WHAT YOU HAVE TO DO>
Everything from the line that holds "Where can the mall" through the end of the data below should be output exactly, both ends included.

DATASET EXTRACT>
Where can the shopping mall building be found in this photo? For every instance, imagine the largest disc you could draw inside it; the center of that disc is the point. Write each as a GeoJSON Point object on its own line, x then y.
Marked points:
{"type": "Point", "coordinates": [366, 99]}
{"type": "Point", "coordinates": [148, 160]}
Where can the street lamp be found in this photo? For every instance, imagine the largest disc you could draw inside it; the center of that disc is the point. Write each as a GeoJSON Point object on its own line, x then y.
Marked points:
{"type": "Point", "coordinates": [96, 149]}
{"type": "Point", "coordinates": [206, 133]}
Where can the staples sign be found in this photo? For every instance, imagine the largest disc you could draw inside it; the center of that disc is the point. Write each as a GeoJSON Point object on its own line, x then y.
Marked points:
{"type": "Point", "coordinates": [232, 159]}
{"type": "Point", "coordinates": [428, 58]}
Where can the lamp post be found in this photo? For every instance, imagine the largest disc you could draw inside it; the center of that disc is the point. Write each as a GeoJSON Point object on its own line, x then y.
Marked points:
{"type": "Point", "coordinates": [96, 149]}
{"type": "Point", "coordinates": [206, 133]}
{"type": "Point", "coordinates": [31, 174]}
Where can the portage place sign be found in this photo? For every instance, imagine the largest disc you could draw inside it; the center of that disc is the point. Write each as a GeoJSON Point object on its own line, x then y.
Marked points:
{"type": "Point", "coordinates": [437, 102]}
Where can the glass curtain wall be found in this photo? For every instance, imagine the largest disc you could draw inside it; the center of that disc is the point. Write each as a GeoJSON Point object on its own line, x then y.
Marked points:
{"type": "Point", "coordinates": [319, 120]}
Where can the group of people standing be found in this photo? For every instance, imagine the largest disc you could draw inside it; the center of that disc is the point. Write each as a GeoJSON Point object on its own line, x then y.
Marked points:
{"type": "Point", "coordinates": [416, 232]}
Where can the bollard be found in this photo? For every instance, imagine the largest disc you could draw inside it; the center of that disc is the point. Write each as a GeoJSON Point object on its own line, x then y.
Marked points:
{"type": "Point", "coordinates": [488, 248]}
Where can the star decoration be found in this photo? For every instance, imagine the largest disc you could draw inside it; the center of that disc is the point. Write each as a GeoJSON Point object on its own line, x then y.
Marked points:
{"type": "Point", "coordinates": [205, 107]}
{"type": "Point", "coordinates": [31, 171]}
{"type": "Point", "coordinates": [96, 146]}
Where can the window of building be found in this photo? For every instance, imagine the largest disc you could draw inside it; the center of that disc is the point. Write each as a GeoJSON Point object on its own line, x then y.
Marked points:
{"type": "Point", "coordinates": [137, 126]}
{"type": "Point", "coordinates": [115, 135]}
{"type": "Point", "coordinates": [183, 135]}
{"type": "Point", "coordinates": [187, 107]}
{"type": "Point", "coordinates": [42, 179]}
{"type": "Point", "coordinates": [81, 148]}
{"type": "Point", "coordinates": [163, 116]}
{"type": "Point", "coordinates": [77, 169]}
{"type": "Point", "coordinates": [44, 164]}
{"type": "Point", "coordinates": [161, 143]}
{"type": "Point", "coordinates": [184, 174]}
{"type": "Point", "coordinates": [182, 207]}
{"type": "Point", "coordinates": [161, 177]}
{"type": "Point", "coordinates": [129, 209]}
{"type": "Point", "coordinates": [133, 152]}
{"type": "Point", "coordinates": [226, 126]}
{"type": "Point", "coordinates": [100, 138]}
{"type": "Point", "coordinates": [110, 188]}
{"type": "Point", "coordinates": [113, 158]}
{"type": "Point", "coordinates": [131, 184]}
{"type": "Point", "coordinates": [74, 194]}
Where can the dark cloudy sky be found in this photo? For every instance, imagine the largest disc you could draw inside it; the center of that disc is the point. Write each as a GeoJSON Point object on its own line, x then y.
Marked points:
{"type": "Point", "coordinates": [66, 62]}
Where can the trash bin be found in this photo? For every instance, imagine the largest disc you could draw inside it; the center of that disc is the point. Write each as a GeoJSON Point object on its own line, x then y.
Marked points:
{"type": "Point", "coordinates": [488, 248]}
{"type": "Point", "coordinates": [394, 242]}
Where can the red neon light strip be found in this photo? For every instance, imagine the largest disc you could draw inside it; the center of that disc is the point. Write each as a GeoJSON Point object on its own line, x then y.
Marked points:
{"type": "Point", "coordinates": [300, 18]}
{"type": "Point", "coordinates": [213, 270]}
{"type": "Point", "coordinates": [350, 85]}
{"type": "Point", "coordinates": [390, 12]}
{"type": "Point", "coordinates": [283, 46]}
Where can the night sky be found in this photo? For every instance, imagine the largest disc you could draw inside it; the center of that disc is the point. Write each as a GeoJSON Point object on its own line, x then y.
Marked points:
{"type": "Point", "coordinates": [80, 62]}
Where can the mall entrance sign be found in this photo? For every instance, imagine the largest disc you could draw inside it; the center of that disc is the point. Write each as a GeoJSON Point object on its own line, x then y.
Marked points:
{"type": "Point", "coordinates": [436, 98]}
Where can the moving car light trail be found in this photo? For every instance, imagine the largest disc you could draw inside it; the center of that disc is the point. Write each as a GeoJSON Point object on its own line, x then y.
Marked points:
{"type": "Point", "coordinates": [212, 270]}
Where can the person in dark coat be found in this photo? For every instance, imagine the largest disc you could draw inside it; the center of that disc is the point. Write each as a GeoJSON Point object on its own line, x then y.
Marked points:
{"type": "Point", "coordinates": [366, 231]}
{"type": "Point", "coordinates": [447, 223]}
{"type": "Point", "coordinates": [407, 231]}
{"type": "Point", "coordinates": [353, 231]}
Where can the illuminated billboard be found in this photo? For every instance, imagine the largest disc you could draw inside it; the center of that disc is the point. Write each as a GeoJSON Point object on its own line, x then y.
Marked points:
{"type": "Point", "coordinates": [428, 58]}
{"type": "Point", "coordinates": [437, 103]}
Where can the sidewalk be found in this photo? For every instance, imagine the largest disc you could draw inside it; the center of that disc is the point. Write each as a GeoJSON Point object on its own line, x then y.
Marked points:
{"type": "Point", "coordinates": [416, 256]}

WRITTEN RESPONSE>
Where can the mall entrance sign be found in this photo? For every instance, imagine the largest disc you could draw inside it; the center of that disc is the point. Write each as a GeoJSON Point object on its own line, x then y.
Marked points:
{"type": "Point", "coordinates": [436, 98]}
Where can the moving car light trail be found in this photo? For every instance, imagine the largest disc you could draw inside it; the center of that disc is the point. Write each as a GeoJSON Point object on its own line, x then y.
Marked points:
{"type": "Point", "coordinates": [212, 270]}
Where can the person in dark coat be found in this photo? For every instance, imagine the largest disc you could draw inside it; the center of that disc is the point. Write each as a GeoJSON Point object on its own line, x then y.
Marked points:
{"type": "Point", "coordinates": [366, 231]}
{"type": "Point", "coordinates": [447, 223]}
{"type": "Point", "coordinates": [407, 231]}
{"type": "Point", "coordinates": [353, 231]}
Where can the illuminated billboard be found in this photo? For every instance, imagine the largest disc you could draw inside it; the center of that disc is the point. Write each as a GeoJSON Point object on its own line, x then y.
Marked points:
{"type": "Point", "coordinates": [428, 58]}
{"type": "Point", "coordinates": [437, 103]}
Where can the sidewalk be found in this photo? For every instance, imagine the largest disc you could draw inside it; the center of that disc is the point. Write each as a GeoJSON Point object on its own line, x then y.
Marked points:
{"type": "Point", "coordinates": [416, 256]}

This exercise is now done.